**Written task:** Please answer from the excerpt on Church-State relations: according to the quoted passage from Mirari Vos, who fears the concord between temporal authority and the priesthood?

**Excerpt to read:**
As I had done in An Antithesis of Truth a little over a month ago now on the occasion of Joseph Ratzinger/Benedict XVI's receiving the credentials of Dr. Mary Ann Glendon as the new Ambassador of the United States of America to the conciliar Holy See, let me provide other examples of the consistent teaching of the Catholic Church on the Church-State relations to demonstrate that the current false "pontiff's" acceptance of and praise for the American Church-State "model" is just as much at odds with Catholic teaching as his embrace of false ecumenism and "inter-religious prayer," elements of which will also be on full and scandalous display during his upcoming visit to the United States of America (see Many Acts of Evil Demand Many Acts of Reparation):
Nor can We predict happier times for religion and government from the plans of those who desire vehemently to separate the Church from the state, and to break the mutual concord between temporal authority and the priesthood. It is certain that that concord which always was favorable and beneficial for the sacred and the civil order is feared by the shameless lovers of liberty. (Pope Gregory XVI, Mirari Vos, August 15, 1832.)

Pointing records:
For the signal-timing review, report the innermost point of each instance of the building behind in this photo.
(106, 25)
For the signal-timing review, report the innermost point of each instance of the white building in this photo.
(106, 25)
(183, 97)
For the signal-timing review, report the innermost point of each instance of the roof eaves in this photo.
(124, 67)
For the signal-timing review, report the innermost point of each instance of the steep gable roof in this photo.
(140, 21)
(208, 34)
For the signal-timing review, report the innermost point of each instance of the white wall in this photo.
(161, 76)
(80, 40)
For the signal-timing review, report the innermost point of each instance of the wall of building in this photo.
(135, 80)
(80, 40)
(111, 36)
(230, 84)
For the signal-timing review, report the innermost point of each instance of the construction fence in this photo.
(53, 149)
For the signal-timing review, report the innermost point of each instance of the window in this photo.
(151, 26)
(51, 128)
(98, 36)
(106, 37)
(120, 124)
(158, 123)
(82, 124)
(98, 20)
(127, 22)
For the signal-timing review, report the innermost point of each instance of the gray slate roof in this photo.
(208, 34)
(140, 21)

* * *

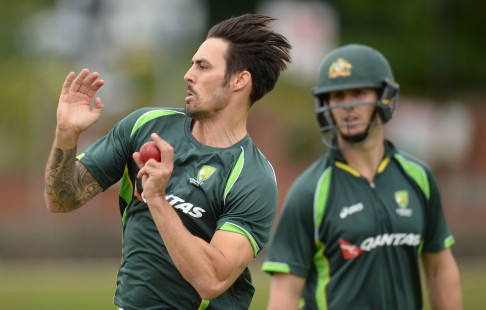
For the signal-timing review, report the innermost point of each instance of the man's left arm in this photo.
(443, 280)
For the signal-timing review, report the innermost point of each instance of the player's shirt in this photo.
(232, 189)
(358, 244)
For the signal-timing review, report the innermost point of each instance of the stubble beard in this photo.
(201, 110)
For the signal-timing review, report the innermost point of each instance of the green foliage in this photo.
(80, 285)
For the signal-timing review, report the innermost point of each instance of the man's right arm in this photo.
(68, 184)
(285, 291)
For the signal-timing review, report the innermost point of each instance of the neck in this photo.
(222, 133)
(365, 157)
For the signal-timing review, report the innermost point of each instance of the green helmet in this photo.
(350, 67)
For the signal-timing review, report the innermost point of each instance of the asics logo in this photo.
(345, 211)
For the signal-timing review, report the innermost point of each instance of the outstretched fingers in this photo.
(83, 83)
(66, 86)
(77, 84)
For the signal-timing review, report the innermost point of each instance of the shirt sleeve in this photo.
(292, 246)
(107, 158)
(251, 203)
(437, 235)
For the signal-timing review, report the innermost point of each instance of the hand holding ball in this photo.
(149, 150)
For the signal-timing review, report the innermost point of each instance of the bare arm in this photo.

**Full answer:** The shameless lovers of liberty.